### Extracted material:
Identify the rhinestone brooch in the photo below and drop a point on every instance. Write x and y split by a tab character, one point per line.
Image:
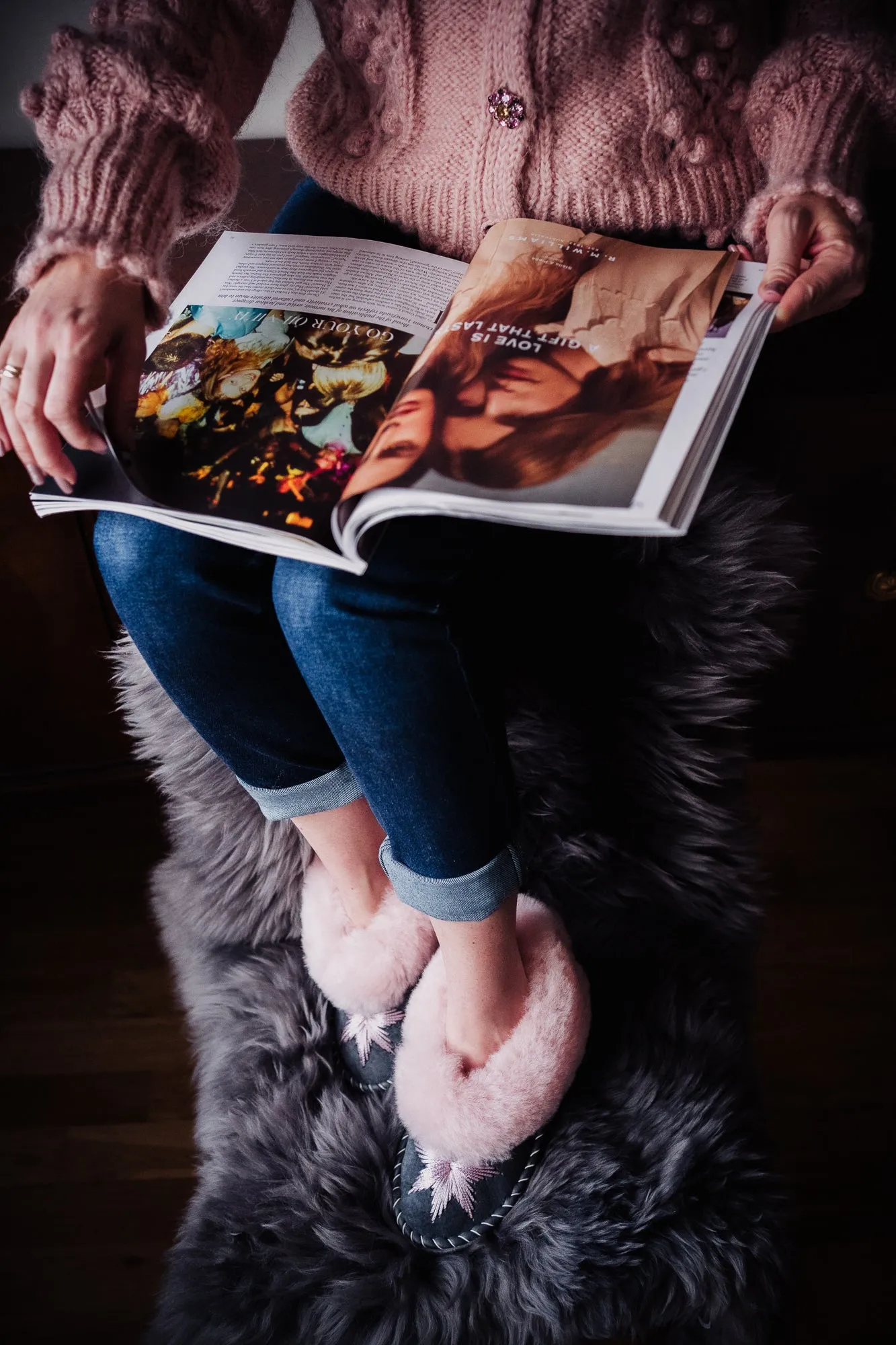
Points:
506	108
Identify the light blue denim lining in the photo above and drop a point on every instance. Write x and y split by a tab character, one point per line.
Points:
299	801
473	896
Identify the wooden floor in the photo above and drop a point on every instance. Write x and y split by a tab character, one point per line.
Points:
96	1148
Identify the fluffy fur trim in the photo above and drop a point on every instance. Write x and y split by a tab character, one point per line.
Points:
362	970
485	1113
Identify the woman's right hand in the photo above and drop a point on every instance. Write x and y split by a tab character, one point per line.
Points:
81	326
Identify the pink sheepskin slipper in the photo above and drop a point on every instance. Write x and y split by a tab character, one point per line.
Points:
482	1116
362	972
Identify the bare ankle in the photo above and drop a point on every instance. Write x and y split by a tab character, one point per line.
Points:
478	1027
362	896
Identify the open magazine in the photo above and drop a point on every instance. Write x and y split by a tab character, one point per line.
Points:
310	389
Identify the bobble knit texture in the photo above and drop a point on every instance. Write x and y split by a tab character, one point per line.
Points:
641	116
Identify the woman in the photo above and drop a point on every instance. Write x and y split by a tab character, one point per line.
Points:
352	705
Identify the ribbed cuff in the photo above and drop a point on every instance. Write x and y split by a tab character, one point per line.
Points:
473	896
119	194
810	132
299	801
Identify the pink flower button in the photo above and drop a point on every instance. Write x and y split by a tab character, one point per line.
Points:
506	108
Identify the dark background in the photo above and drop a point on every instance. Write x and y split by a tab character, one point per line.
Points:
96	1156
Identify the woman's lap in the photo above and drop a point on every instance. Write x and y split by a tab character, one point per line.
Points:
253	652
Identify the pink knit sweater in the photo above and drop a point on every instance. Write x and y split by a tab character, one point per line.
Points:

### Exercise goal:
When a line in the data holds the word "pink", show that line.

### Answer for the task:
Identify the pink sheepskin slipper in the photo above and drop a point on every instance. Write x and y split by a tab character, one point per line.
Identify the pink flower button in the photo above and drop a point on every instance. Write x and y split by a tab character, one point per line.
Identify the pink knit sweater in the photo above and drop a point on every instance. Write x and y split by a tab character, one point per line.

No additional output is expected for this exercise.